EXTRAIT DU DOCUMENT:
::::::::::

Le lien du questionnaire a été envoyé à 201 coordinateurs de programme de formation aux Etats-Unis. Cent soixante-cinq questionnaires ont été retournés dont 139 complets. La majorité des répondeurs étaient des praticiens obstétriciens gynécologues résidents (82%). Parmi les praticiens traitants (16% des répondants), 50% étaient des généralistes, 36% des spécialistes en obstétrique et 14% des spécialistes en gynécologie.

Tous les praticiens traitants considéraient être modérément à extrêmement compétents sur les indications de immunoglobulines anti-D. Les praticiens résidents rapportaient une répartition plus large de leur niveau de connaissances. La majorité des répondants (61%) affiliés comme résidents étaient ceux qui avaient eu la formation la plus récente sur les indications des immunoglobulines anti-D tandis que 26% des répondants l’avaient suivie lors de leurs études. Néanmoins, 12% notifiaient n’avoir jamais bénéficié d’une telle formation. Un pourcentage significatif (92%) de répondants reconnaît correctement le besoin de telles immunoglobulines chez les patientes D- sans anticorps. Néanmoins, 34 % répondaient de manière incorrecte en considérant la nécessité d’immunoglobulines anti-D chez des patientes D- porteuses d’anticorps anti-D. Tous les praticiens traitants (22) ont répondu correctement. Par contre, 49% des praticiens résidents (47 participants) ayant donné une réponse incorrecte, se considéraient comme modérément à extrêmement informés sur les indications. La majorité des répondants fournissait une réponse correcte pour les intervalles de temps d’administration : 96% à 28 semaines de gestation, 95% dans les 72 heures après accouchement d’un enfant D+.

::::::::::

DONNÉES FOURNIES:
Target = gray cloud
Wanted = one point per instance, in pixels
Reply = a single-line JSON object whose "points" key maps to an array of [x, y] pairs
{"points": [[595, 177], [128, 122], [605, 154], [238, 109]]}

::::::::::

TÂCHES À RÉALISER:
a) Pour chaque affirmation, indiquez par oui ou par non si elle concorde avec l'extrait sur l'enquête consacrée aux immunoglobulines anti-D, en citant textuellement les mots qui tranchent : (i) les praticiens traitants représentaient 82 % des répondants ; (ii) tous les répondants déclaraient avoir reçu une formation sur les indications des immunoglobulines anti-D ; (iii) 96 % des répondants ont donné une réponse correcte pour l'administration à 28 semaines de gestation.
b) Prolongez l'extrait sur l'enquête consacrée aux immunoglobulines anti-D à partir de sa dernière phrase.

RÉPONSES PAR ITEM:
a)
(i) Non : « Parmi les praticiens traitants (16% des répondants) »
(ii) Non : « 12% notifiaient n’avoir jamais bénéficié d’une telle formation »
(iii) Oui : « 96% à 28 semaines de gestation »

b)
Un total de 91% des praticiens traitants et de 31% des praticiens résidents considéraient qu’ils étaient au moins modérément informés sur la bonne dose à donner. Un chiffre est intéressant : 35% signalaient ne jamais avoir eu une formation formelle sur ce dosage. Un total de 78% identifiait correctement le dosage standard (300 µg) et 54%, le fait que pour une hémorragie de 30 mL de sang total fœtal, l’immunisation serait bloquée avec une seule injection de 300 µg d’immunoglobulines 4 anti-D. Cependant, 23% avançaient le chiffre de 15 mL d’hémorragie et 23% donnaient une valeur erronée (de 1 à 200 mL).

Trois calculs de dose étaient proposés dans trois scénarios : hémorragie de 0, 15 et 45 mL. En l’absence d’hémorragie, 82% répondaient correctement pour la dose. Dans la situation avec hémorragie de 15 mL, seuls 9% donnaient la bonne réponse tandis que pour l’hémorragie à 45 mL, le taux de réponse correcte atteignait 22%. Un total de 46% de répondeurs signalait que la banque de sang donnait habituellement la dose tandis que 9% de répondeurs obstétriciens la calculaient eux-mêmes. Une majorité de répondant (52%) ne connaissait pas l’unité standard de mesure de l’hémorragie fœtale donnée par leur laboratoire hospitalier.

Les auteurs notent qu’un pourcentage significatif de praticiens gynécologue obstétricien n’avaient pas reçu de formation de calcul de dose en cas d’hémorragie fœtale et montraient des connaissances insuffisantes dans ce domaine. Les données obtenues suggèrent également que si les répondeurs comprennent la dose de base, ils ne sont pas informés de la recommandation d’administration d’une dose supplémentaire en cas d’hémorragie excessive.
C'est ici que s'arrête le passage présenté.